TASK GOAL: Search the material for the string "windshield" and copy each line where it occurs.
--- START ---
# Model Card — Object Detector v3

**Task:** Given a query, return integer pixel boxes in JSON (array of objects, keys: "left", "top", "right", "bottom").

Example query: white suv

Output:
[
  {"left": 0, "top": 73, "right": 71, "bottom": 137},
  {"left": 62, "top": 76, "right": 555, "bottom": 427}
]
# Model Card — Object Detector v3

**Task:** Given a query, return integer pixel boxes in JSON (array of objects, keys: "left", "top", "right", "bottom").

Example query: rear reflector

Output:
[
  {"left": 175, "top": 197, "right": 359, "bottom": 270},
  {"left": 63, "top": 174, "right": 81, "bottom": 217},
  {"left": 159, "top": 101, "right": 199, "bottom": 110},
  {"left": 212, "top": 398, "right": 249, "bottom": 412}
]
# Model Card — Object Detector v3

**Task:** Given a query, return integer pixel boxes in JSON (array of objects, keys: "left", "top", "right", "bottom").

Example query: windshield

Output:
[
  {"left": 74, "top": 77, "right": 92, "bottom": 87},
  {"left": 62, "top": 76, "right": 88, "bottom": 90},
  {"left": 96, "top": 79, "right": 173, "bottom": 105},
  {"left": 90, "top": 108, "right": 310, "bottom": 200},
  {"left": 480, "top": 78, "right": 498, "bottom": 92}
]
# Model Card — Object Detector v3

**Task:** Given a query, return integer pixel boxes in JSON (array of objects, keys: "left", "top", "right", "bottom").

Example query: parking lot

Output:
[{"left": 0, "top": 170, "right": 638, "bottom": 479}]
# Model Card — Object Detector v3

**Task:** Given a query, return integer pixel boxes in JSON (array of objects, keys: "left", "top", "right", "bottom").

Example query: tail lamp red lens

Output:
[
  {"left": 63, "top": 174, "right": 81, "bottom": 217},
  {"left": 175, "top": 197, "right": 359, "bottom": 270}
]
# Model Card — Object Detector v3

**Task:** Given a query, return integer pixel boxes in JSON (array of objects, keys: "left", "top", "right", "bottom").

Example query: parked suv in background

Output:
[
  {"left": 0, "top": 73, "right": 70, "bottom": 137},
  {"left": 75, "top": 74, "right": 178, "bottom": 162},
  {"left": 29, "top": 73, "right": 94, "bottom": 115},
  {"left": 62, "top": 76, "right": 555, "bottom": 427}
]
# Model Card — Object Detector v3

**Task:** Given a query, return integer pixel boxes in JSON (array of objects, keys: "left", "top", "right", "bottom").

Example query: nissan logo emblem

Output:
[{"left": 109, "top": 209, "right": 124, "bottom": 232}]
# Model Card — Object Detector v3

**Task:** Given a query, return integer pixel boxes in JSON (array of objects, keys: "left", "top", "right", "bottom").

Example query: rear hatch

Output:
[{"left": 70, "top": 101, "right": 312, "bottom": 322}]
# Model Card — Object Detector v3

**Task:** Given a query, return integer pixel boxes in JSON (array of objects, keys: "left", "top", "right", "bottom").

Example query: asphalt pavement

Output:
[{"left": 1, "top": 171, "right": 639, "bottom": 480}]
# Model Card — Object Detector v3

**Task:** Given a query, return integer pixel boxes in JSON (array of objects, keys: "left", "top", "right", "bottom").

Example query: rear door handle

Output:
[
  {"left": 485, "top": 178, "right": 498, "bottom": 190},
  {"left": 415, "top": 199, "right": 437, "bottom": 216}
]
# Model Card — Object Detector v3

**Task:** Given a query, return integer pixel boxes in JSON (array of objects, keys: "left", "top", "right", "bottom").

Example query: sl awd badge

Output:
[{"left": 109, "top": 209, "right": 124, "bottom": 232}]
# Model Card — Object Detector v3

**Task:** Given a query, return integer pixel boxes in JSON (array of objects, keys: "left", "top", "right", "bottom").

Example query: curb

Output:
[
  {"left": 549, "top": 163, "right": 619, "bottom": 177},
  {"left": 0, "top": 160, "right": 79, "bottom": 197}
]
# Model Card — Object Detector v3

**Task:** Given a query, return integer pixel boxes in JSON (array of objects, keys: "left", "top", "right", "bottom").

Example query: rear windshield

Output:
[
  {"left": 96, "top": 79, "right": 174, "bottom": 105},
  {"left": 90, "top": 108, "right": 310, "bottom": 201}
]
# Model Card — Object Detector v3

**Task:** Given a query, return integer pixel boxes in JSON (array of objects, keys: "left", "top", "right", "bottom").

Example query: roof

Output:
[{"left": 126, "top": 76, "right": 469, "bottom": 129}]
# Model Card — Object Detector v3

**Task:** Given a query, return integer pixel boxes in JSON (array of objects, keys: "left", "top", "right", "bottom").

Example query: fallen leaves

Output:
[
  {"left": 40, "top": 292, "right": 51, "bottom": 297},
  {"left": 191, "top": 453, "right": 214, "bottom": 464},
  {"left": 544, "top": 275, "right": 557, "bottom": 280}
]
--- END ---
SOLUTION TO THE EXERCISE:
Example query: windshield
Example query: rear windshield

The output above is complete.